TEXTO DE LA PÁGINA:
^^^^^^^^^^^^^^^^

Yo Sólo – Yadviga Neverovich

Relación padre e hijos crianza

(Jefe del Laboratorio de Psicofisiología del Instituto de Educación Preescolar, ex Unión Soviética)

Los niños suelen reclamar con frecuencia: “Yo solo”. Cuando van a cumplir los tres años de esa demanda de independencia es cosa corriente. Y además lógica: es el resultado del gran camino recorrido por el niño en su desarrollo físico e intelectual.

Si ha recibido una educación adecuada, el niño a los tres años ha aprendido a bastarse a sí mismo en muchas cosas: come solo, se lava casi sin ayuda de nadie, pone las cosas en su lugar, pasa largos ratos con sus juguetes. Ya no requiere continuamente tutela, sino que se va haciendo más independiente. A los niños les gusta que los mayores les encarguen hacer algo “de verdad”: traer un libro, sostener un objeto.

A esa edad, la conducta del niño sufre un cambio cualitativo. Aunque los mayores siguen desempeñando el principal papel en su desarrollo, el niño, en la medida de sus posibilidades, trata de obrar sin ayuda de nadie. Se opera un brusco cambio de todo el contenido y carácter de la relación del niño con el mundo que lo rodea.

Eso deben tenerlo muy presente los maestros y padres para comprender sus obligaciones. De otro modo, dejarán escapar la oportunidad de inculcar al niño el deseo de obrar por su cuenta, de vencer las dificultades.

Lamentablemente algunos padres no piensan en la importancia que tiene para el pequeño ir acumulando hábitos prácticos; ignoran el que sus primeros intentos, sus esfuerzos de actuar por sí solo, cuenten con el máximo apoyo y estímulo.

Suele ocurrir que una madre trata de librar a su hijito de dos años de un trabajo, que, a juicio de ella, es difícil para él, o simplemente no quiere esperar a que el niño cumpla su propósito.

El pequeño quiere tomar él mismo la cuchara, pero la madre le dice: “Vas a tirar el caldo, te vas a manchar”, y empieza ella misma a darle de comer. Desperdició así la ocasión de que el niño aprendiese él mismo a hacerlo.

El chico quiere bajar solo la escalera, pero ella lo toma en brazos, porque así es más rápido. La excesiva tutela estropea al niño. Se acostumbra a verse rodeado de los mimos y desvelos de sus padres, pierde la confianza en sus fuerzas, empieza a pedir ayuda cuando podía pasar sin ella.

El niño se vuelve indolente, pasivo, no se aparta de la madre, se pone caprichoso si ella le dedica poca atención. Ese niño no sabe hacer ninguna de las cosas accesibles para su edad, ni siquiera entretenerse solo; siempre espera que alguien juegue con él y lo divierta.

En la familia se incurre también a veces en otro error de educación en sentido contrario: se concede a los pequeños ilimitada libertad.

^^^^^^^^^^^^^^^^

PROBLEMAS:
a: Traduce al inglés esta oración del texto de la página: «A los niños les gusta que los mayores les encarguen hacer algo “de verdad”: traer un libro, sostener un objeto.»
b: Por favor, enumera todas las cosas que, según el texto de la página, un niño con una educación adecuada ya sabe hacer por sí mismo a los tres años.

REGISTROS PROPORCIONADOS:
^^^^^^^^^^^^^^^^

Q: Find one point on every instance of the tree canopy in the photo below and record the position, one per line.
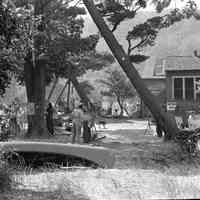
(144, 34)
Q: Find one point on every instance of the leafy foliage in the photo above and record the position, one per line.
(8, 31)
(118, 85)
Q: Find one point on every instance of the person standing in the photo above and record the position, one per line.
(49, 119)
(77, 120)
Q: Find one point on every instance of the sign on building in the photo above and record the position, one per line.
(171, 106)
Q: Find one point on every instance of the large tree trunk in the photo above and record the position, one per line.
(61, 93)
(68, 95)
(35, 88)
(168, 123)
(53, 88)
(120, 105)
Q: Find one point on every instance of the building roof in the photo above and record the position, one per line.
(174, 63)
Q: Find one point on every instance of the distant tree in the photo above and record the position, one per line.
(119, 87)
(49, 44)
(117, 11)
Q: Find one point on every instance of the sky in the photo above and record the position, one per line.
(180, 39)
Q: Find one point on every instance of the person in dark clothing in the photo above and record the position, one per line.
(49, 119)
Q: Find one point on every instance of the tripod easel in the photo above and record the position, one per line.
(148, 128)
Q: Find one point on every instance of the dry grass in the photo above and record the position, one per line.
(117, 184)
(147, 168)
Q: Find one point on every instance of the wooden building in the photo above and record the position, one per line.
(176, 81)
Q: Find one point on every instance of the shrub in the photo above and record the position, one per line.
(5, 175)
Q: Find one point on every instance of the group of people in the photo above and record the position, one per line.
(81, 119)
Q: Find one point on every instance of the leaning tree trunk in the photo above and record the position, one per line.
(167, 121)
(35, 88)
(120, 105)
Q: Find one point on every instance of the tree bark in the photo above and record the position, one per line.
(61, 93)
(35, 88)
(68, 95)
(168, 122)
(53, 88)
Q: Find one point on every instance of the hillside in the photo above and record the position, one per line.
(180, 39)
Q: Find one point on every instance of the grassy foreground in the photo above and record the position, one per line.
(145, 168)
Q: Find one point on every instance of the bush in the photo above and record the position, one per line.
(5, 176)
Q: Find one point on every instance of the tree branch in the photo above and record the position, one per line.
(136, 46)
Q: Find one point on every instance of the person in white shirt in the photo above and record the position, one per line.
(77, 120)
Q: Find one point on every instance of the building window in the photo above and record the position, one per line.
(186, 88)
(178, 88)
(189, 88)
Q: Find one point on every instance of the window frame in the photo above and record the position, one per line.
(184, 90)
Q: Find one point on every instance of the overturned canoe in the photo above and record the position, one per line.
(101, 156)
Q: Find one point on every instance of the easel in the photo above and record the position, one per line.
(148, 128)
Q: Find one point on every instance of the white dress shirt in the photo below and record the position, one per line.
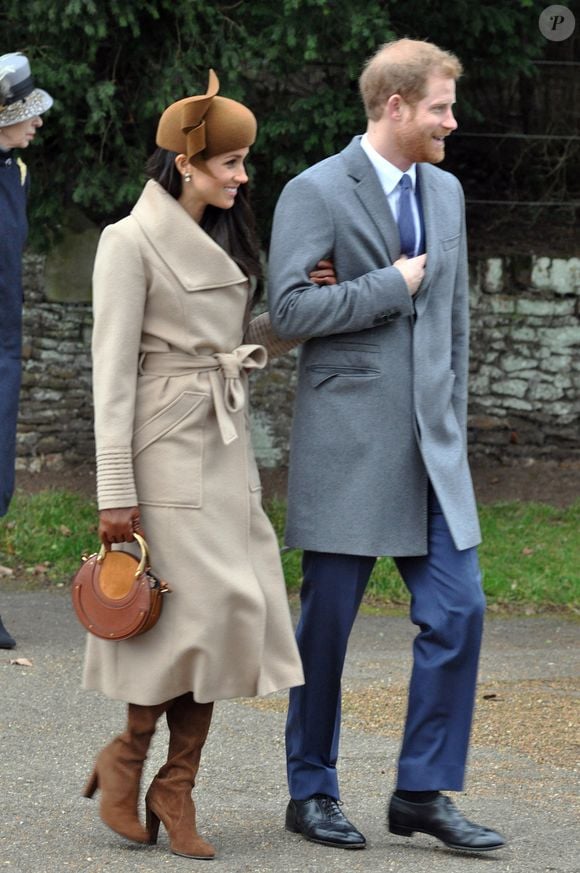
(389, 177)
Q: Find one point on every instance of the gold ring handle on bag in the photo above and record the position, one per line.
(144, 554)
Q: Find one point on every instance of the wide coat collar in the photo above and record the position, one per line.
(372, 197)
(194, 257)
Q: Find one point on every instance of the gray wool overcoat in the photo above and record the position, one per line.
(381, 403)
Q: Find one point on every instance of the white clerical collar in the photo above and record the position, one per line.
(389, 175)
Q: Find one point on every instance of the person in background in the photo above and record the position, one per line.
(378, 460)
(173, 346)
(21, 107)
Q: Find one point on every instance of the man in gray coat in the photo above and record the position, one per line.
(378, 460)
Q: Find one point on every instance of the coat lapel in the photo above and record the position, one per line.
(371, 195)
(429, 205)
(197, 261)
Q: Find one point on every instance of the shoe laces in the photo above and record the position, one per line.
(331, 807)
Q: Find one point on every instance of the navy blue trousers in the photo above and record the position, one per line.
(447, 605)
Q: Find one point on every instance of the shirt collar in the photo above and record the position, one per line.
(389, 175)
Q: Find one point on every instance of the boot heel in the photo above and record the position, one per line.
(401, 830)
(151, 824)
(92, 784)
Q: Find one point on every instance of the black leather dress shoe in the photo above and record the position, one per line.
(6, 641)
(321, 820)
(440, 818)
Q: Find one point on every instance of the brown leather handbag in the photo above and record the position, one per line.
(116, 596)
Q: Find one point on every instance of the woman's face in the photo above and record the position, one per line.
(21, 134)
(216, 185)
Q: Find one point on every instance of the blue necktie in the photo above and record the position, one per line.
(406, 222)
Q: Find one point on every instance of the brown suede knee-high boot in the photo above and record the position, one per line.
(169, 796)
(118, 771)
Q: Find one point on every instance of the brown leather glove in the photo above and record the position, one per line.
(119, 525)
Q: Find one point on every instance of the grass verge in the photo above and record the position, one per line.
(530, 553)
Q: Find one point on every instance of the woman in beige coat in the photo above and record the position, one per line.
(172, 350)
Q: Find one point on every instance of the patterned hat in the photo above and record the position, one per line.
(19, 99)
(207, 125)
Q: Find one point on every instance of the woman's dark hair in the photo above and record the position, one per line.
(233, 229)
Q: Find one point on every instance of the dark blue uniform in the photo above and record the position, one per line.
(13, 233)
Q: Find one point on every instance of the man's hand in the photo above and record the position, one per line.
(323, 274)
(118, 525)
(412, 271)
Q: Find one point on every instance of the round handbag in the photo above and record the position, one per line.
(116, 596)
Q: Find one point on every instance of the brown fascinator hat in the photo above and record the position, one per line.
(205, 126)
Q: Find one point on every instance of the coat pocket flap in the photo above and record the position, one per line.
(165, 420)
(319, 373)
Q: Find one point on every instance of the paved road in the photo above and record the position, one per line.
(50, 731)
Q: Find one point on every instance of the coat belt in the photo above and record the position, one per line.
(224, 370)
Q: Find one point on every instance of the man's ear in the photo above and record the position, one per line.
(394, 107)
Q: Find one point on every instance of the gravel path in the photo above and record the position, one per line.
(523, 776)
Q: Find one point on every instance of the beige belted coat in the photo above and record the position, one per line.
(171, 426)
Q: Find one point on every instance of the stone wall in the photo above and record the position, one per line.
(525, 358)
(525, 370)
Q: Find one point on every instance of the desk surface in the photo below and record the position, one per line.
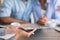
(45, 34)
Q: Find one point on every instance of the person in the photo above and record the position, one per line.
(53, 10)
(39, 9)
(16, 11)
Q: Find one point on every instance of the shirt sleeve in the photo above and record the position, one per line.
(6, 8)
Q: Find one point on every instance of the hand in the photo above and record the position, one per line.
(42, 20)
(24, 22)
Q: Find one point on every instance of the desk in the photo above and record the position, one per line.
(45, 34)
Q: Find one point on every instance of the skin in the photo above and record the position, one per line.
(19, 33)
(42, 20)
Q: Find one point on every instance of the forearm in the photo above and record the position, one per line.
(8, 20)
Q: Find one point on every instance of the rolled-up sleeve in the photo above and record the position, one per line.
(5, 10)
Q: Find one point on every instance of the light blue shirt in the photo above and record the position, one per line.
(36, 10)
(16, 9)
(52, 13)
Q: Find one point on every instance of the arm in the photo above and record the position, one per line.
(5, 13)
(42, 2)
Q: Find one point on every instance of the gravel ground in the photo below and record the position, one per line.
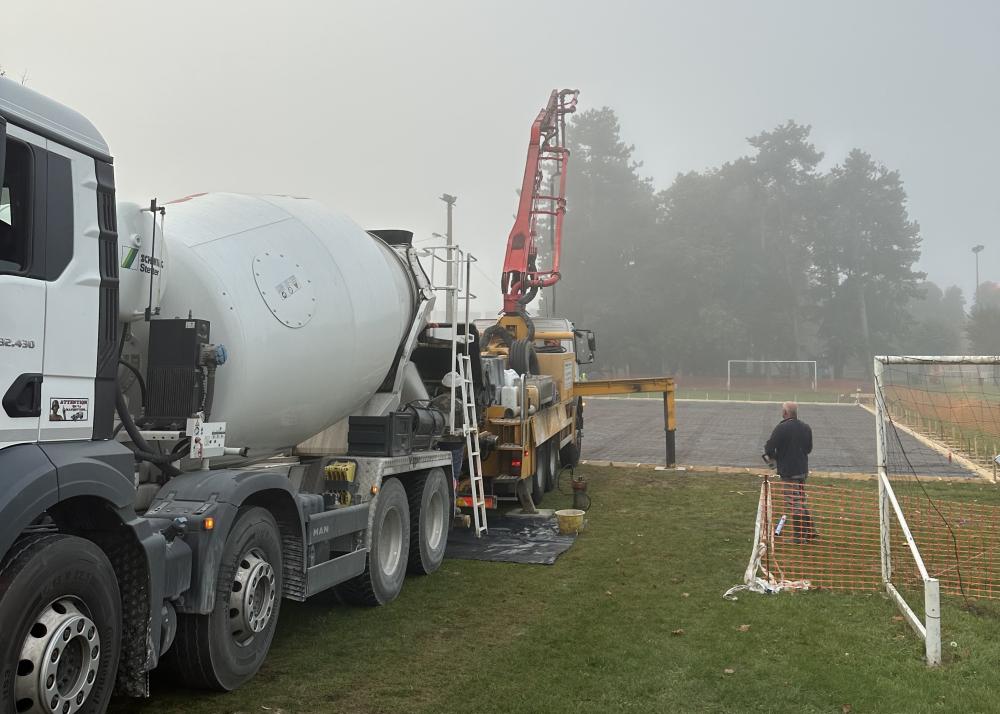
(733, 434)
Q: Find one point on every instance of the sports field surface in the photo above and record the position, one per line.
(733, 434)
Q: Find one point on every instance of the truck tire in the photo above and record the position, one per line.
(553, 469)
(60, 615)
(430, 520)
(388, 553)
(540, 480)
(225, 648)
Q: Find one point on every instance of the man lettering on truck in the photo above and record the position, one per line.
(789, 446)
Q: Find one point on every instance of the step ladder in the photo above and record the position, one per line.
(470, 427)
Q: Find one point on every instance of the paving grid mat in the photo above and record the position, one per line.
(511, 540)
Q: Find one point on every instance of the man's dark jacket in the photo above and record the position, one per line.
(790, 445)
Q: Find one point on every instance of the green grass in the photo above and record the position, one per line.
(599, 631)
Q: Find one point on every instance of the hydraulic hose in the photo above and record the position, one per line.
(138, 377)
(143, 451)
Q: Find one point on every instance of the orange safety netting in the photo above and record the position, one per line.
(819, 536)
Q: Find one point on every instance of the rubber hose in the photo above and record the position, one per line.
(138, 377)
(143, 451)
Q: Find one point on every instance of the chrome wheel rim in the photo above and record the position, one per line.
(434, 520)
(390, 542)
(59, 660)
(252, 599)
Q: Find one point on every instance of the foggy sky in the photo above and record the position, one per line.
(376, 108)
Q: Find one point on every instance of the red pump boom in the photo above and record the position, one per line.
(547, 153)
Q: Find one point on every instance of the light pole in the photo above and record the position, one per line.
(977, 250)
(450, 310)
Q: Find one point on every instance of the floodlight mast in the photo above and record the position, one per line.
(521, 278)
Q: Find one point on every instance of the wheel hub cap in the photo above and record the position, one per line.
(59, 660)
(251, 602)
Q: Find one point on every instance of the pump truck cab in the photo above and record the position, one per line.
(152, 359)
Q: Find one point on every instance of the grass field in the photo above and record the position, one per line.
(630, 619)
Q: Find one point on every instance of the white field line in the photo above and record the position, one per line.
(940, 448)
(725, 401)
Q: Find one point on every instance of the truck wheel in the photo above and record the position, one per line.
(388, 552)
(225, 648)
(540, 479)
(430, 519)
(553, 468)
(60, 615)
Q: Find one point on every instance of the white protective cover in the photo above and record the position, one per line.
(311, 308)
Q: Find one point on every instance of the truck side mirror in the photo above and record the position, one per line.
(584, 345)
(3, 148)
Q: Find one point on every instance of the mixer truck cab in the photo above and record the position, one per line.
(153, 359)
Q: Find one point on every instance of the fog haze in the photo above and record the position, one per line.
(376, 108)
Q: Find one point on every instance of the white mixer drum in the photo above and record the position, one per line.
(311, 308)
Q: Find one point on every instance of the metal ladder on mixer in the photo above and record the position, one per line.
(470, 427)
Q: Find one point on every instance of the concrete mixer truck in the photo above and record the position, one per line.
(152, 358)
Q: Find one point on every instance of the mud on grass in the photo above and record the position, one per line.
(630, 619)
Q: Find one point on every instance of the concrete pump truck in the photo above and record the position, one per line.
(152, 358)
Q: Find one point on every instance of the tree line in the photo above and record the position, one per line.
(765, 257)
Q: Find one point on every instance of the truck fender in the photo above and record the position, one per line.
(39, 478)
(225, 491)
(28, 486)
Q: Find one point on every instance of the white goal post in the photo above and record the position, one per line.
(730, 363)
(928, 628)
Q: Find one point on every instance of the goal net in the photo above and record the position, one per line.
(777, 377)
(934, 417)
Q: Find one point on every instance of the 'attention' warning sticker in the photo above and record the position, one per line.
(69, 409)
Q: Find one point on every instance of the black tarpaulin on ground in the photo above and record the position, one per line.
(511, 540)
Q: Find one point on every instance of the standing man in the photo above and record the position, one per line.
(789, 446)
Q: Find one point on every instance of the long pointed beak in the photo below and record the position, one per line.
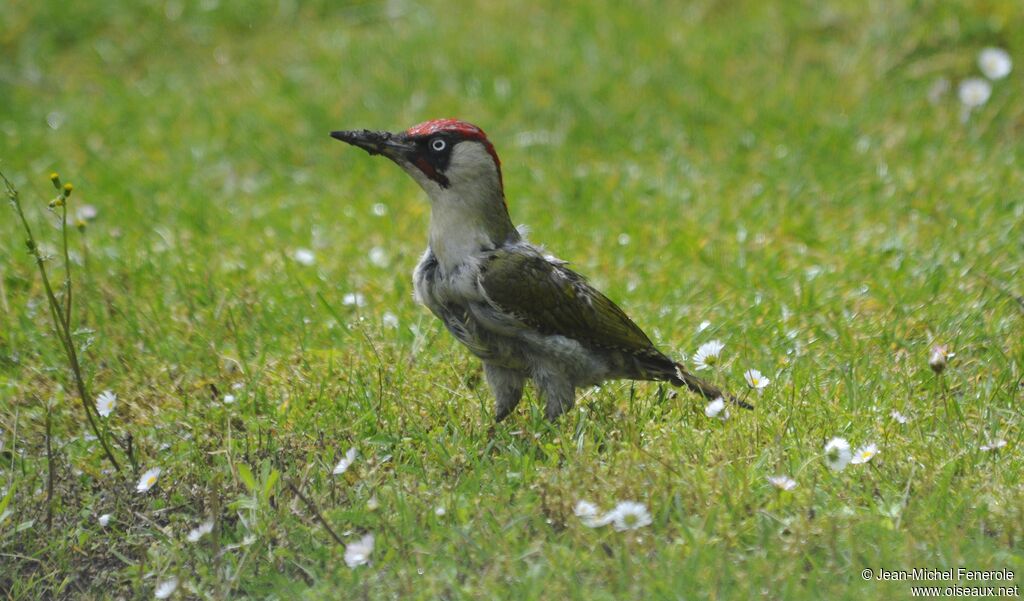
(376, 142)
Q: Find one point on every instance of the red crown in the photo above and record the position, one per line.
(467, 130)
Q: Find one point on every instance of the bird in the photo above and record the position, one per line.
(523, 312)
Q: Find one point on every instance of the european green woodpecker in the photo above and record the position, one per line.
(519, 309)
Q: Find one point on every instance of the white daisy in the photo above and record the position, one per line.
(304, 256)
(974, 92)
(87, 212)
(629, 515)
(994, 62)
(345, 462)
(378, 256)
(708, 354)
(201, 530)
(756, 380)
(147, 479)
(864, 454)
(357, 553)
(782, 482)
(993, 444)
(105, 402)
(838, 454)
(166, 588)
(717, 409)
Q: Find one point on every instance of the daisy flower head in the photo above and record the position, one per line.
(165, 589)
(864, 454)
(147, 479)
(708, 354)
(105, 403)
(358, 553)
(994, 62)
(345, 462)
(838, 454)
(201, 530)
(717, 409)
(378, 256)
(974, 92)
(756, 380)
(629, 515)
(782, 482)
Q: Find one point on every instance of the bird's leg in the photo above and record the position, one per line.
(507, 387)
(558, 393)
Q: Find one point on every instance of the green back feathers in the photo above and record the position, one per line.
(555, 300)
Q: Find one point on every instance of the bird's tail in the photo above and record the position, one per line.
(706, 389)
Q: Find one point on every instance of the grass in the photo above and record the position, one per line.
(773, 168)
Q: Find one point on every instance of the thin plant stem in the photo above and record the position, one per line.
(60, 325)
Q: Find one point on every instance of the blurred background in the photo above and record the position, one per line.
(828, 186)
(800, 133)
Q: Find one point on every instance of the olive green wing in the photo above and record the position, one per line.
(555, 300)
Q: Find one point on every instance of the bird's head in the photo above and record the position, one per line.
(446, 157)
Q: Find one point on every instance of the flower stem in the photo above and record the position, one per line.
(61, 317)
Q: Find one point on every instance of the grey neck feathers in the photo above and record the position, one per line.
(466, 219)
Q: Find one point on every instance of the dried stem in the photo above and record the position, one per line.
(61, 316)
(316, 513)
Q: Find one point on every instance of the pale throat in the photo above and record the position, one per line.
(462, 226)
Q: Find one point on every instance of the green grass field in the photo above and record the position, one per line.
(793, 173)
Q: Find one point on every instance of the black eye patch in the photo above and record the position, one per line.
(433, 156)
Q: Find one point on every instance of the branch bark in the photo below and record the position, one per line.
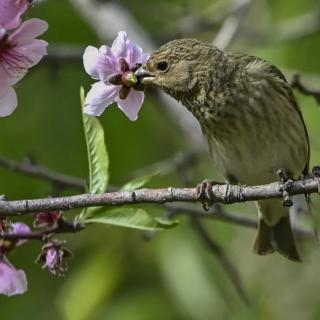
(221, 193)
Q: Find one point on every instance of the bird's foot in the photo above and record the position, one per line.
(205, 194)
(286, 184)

^^^^^^^^^^^^^^^^

SOLUCIONES:
a: Children like it when adults give them something "real" to do: bring a book, hold an object.

b:
- Come solo.
- Se lava casi sin ayuda de nadie.
- Pone las cosas en su lugar.
- Pasa largos ratos con sus juguetes.